Your task is to copy every line of this material exactly.
····················
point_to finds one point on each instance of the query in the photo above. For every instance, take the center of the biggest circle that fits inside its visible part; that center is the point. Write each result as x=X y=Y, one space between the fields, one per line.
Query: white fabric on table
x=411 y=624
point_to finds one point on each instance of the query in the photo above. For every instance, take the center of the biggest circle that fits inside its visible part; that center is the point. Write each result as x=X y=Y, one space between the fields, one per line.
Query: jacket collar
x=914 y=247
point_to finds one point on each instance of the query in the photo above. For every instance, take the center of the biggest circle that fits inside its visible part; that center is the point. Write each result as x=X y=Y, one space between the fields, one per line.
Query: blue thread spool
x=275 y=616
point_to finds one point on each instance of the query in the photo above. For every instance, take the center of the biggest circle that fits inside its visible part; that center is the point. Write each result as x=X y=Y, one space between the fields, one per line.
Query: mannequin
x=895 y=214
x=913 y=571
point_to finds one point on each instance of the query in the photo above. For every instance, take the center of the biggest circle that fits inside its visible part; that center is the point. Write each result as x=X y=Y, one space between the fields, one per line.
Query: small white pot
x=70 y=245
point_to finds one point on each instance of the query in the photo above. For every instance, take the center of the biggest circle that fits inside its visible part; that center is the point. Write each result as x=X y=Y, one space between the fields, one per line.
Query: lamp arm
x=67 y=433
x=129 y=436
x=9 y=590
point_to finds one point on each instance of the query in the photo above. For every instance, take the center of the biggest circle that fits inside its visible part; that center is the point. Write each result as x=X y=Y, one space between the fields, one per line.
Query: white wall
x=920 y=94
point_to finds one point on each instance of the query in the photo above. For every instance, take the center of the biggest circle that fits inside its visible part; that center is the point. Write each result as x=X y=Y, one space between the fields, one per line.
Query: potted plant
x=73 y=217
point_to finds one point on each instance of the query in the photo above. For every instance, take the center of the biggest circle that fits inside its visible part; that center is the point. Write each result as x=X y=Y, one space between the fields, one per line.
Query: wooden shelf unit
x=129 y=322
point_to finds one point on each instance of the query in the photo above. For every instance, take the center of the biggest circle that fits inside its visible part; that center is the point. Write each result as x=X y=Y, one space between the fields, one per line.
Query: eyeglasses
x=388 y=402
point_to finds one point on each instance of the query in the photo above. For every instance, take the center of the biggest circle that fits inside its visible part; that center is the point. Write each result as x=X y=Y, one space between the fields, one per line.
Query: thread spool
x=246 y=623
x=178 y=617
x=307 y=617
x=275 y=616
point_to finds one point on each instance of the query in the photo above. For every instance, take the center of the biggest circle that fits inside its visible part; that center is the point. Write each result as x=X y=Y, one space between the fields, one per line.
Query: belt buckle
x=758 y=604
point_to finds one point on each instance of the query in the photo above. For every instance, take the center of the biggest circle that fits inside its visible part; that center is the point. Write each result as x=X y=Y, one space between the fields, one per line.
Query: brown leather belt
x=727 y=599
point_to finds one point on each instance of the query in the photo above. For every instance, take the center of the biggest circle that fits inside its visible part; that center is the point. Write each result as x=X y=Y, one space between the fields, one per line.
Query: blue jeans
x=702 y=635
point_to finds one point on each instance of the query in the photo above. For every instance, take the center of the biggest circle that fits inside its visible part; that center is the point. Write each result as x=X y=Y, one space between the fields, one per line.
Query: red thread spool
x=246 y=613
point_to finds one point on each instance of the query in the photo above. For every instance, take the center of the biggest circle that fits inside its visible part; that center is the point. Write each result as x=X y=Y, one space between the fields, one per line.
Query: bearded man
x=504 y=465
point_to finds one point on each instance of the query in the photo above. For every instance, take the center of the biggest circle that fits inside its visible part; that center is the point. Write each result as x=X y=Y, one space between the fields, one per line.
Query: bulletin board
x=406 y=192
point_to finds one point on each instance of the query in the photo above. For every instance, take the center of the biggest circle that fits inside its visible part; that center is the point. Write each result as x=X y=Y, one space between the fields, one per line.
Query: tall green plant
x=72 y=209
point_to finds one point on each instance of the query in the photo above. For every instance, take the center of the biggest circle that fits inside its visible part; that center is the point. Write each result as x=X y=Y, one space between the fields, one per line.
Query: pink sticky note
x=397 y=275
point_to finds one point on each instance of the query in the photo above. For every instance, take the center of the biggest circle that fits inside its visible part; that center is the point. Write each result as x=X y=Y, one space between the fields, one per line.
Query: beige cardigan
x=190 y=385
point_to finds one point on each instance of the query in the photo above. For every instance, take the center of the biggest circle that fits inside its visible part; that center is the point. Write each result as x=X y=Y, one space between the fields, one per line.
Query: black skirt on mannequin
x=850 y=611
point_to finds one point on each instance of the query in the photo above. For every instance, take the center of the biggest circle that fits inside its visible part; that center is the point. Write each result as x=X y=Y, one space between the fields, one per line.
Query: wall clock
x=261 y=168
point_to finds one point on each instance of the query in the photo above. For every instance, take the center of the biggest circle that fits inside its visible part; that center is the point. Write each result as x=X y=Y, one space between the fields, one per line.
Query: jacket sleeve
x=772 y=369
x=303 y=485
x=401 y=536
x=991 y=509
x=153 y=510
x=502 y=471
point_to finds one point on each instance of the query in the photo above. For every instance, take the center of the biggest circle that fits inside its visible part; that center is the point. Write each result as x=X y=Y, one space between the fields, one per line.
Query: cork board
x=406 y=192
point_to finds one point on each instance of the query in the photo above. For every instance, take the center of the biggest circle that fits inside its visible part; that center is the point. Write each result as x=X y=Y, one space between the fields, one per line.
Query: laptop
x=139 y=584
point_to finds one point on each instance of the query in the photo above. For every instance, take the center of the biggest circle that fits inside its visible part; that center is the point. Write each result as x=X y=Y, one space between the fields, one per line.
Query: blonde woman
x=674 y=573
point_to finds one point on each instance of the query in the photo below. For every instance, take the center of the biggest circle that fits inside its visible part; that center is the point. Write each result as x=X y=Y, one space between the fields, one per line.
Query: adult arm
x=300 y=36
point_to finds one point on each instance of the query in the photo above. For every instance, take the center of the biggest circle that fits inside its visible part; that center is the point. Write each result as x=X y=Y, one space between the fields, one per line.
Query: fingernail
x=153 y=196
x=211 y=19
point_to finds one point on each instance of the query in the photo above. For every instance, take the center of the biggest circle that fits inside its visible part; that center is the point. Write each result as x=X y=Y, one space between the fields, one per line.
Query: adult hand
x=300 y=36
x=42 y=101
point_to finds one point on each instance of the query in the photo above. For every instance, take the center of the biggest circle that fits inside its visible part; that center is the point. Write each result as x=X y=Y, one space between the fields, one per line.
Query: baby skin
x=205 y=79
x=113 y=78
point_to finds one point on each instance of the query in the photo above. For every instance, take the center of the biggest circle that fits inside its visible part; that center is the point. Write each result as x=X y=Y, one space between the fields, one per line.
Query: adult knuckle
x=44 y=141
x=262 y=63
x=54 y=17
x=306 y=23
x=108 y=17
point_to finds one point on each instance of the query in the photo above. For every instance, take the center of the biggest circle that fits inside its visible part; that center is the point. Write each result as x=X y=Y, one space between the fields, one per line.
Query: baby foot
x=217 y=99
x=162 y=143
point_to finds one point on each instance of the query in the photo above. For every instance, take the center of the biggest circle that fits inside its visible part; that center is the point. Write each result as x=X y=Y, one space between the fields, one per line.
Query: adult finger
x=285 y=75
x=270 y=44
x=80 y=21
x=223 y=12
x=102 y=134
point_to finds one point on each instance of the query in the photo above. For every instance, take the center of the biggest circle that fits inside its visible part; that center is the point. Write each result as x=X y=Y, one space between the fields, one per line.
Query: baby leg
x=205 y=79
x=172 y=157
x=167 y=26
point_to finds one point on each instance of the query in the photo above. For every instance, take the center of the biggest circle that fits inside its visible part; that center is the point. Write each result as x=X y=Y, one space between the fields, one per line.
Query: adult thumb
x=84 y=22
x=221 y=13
····················
■ RESULT OF THE TASK
point_to finds one point on each instance of the query in the photo above. For every instance, take the center of the biggest circle that fits inside its visible part; that center is the point. Write each result as x=X y=Y, one space between the fields, one per line.
Query: white fabric on table
x=411 y=624
point_to finds one point on each instance of the query in the photo above. For every instance, take the center of the biggest circle that fits inside its visible part; that center is the point. Write each result as x=X y=Y, one space between the fields, one per line.
Query: jacket collar
x=914 y=247
point_to finds one point on each instance of the query in the photo above. For every instance, take the center of the biggest circle that fits inside its visible part; that center is the point. Write each result as x=X y=Y, one space between the fields, one per line.
Query: blue thread spool
x=275 y=616
point_to finds one point on each instance of the query in the photo above. For every instance, take the center of the biggest circle that fits inside its visible part; that center is the point. Write each result as x=X y=Y, one space between the fields, one per line.
Query: mannequin
x=895 y=214
x=913 y=571
point_to finds one point on each instance of the query in the photo above. For every instance, take the center of the biggest circle that fits inside its visible part; that center is the point. Write each result as x=X y=Y, one space between the fields, one per line.
Query: small white pot
x=70 y=245
point_to finds one point on each instance of the query in the photo above. For every instance, take the center of the biggest circle that fits inside its visible part; that center is the point. Write each result as x=X y=Y, one space between the fields, one per line.
Query: lamp arm
x=67 y=433
x=129 y=436
x=9 y=590
point_to finds one point on each instance of the query in the photo above. For every instance, take the center of the biggest circle that fits inside its visible part; that center is the point. Write each result as x=X y=Y, one space between the fields, one per line.
Query: white wall
x=920 y=94
point_to finds one point on each instance of the query in the photo above. For every instance, take the center of the biggest circle that fits inside its visible part; that center is the point. Write each result as x=X y=Y, one space between the fields, one per line.
Query: potted plant
x=73 y=217
point_to finds one point on each instance of the query in the photo above. For every instance, take the center of the biggest circle that fits inside its visible part; that center is the point. Write each result as x=X y=Y, one space between the fields, one per line.
Query: wooden shelf unit
x=129 y=322
point_to finds one point on each instance of the query in the photo above. For every instance, take the center of the biggest circle that fits inside its visible part; that center is the point. Write each result as x=X y=Y, one space between the fields, one per line.
Query: eyeglasses
x=388 y=402
point_to finds one point on each instance of the query in the photo above. For every instance, take the center of the biggest circle that fits inside its visible part; that center is the point. Write each result as x=X y=Y, one space between the fields, one per line.
Query: thread spool
x=246 y=623
x=178 y=617
x=307 y=617
x=275 y=616
point_to finds one point on each instance of the query in the photo above. For every instance, take the center of the biggest circle that fits inside its visible part; that center is the point. Write each result as x=X y=Y, one space between the fields, one per line.
Query: belt buckle
x=758 y=604
point_to finds one point on each instance of the query in the photo above. For every instance, take the center of the biggest circle that fits inside its visible part; that center is the point. Write each result as x=X y=Y, one space between the fields, one per line.
Query: brown leather belt
x=727 y=599
point_to finds one point on each instance of the query in the photo above. For every instance, take the center of the biggest circle that fits inside its visible part; that center is the point. Write each result as x=X y=Y, one space between the fields, one per line.
Query: blue jeans
x=702 y=635
point_to finds one point on each instance of the query in the photo above. For every instance, take the center of the biggest circle that fits inside its visible part; that center is the point. Write each result as x=X y=Y, one space between the fields, one per line.
Query: red thread spool
x=246 y=613
point_to finds one point on each instance of the query in the photo above. For every instance, take the center of the biggest circle that fits inside its visible part; that center is the point. Write each result as x=X y=Y, one space between the fields, one per line.
Query: bearded man
x=504 y=465
point_to finds one point on each instance of the query in the photo above. For every instance, take the center of the biggest circle that fits inside its visible part; that center is the point. Write each result as x=X y=Y, one space between the fields, one per line.
Query: bulletin board
x=406 y=192
point_to finds one point on each instance of the query in the photo above. For every instance, take the center of the biggest circle that fits inside its visible part; that center is the point. Write each result as x=X y=Y, one space between the fields, one per line.
Query: tall green plant
x=72 y=209
point_to finds one point on each instance of the query in the photo above. For every instance, take the center of the biggest circle that fits inside its visible part; that center is the point. Write each result as x=X y=Y, one space between the fields, one per line.
Query: pink sticky note
x=397 y=275
point_to finds one point on each instance of the query in the photo above. For every instance, take the center of the biggest circle that fits inside its visible part; that center is the point. Write each result as x=X y=Y, one space between the fields, one per line.
Query: beige cardigan
x=190 y=385
point_to finds one point on each instance of the query in the photo above. For every instance, take the center of the biggest circle that fits inside its visible part; that center is the point. Write each result as x=X y=Y, one space between the fields, one per line.
Query: black skirt on mannequin
x=850 y=611
point_to finds one point on each instance of the query in the photo above. For every instance, take the center of the biggest circle that fits inside its visible part; that center is the point. Write each result as x=X y=Y, one space between the fields, one per line.
Query: wall clock
x=261 y=168
point_to finds one point on each instance of the query in the photo above. For every instance, take the center of the biggest circle that fits inside its visible part; that center is the point. Write each result as x=X y=Y, one space between the fields, one per line.
Query: jacket sleeve
x=772 y=369
x=303 y=485
x=401 y=536
x=991 y=509
x=153 y=510
x=502 y=471
point_to finds one point on each instance of the query in the photo above. For every instance, take the center of the biggest circle that fits inside its visible part; that center is the point. Write each result as x=X y=Y, one space between the fields, one per line.
Query: cork board
x=406 y=192
point_to finds one point on each instance of the query in the photo above. For every instance, take the center of the biggest circle that fits inside its visible part; that center is the point. Write each result as x=X y=Y, one space between the fields, one per line.
Query: laptop
x=139 y=584
point_to finds one point on each instance of the query in the photo above. For every instance, take the center of the biggest circle that fits inside its visible part; that center is the point. Write each result as x=X y=Y, one space between the fields, one per line.
Query: blonde woman
x=674 y=573
point_to finds one point on each instance of the query in the photo below. For every instance, take the center of the biggest circle that fits inside its visible part; that center is the point. Write each result as x=X y=Y, one space between the fields, one per line.
Query: adult arm
x=300 y=36
point_to finds one point on each instance of the query in the photo above. For every instance, take the center of the biggest circle that fits inside its visible part; that center is the point. Write each result as x=X y=Y, one space between the fields, one per line.
Query: fingernail
x=153 y=196
x=211 y=19
point_to finds one point on each instance of the query in the photo above. For every instance, take the center of the biggest circle that fits inside its visible part; that center is the point. Write each result as x=X y=Y, one space between the fields, one per line.
Query: adult hand
x=300 y=36
x=42 y=101
point_to finds one point on each instance of the query in the photo above. For every instance, take the center of the biggest circle that fits inside its visible part; that center is the point. Write each result as x=X y=Y, one space between the fields, one per line.
Query: baby skin
x=205 y=79
x=113 y=78
point_to finds one point on each instance of the query in the photo above. For every instance, take the center of the biggest circle that fits inside its visible part; that center is the point. Write each result as x=X y=Y, one space between the fields, one per line.
Query: adult knuckle
x=44 y=141
x=262 y=63
x=54 y=17
x=306 y=23
x=108 y=17
point_to finds one point on each instance of the query in the photo above. For every instance, take the center of the biggest circle that fits inside its visible part; that center is the point. Write each result as x=X y=Y, one space between the fields, one per line.
Query: baby foot
x=217 y=99
x=162 y=143
point_to finds one point on each instance of the query in the photo above. For every instance, take the center of the biggest circle that fits inside its visible part; that center is the point. Write each result as x=X y=Y, one space between the fields, one per line.
Query: adult finger
x=285 y=75
x=270 y=44
x=80 y=21
x=223 y=12
x=102 y=134
point_to finds one point on each instance of the query in the photo above. For every instance, take the center of the biggest circle that fits inside its visible part; that center is the point. Write each result as x=X y=Y, one space between the fields, one per line.
Query: baby leg
x=205 y=79
x=172 y=157
x=167 y=26
point_to finds one point on each instance of the query in the photo above. For every instance, take the center of the biggest circle that fits inside its visible part; that center is the point. Write each result as x=X y=Y, one space between the fields, one per line.
Query: adult thumb
x=84 y=22
x=221 y=13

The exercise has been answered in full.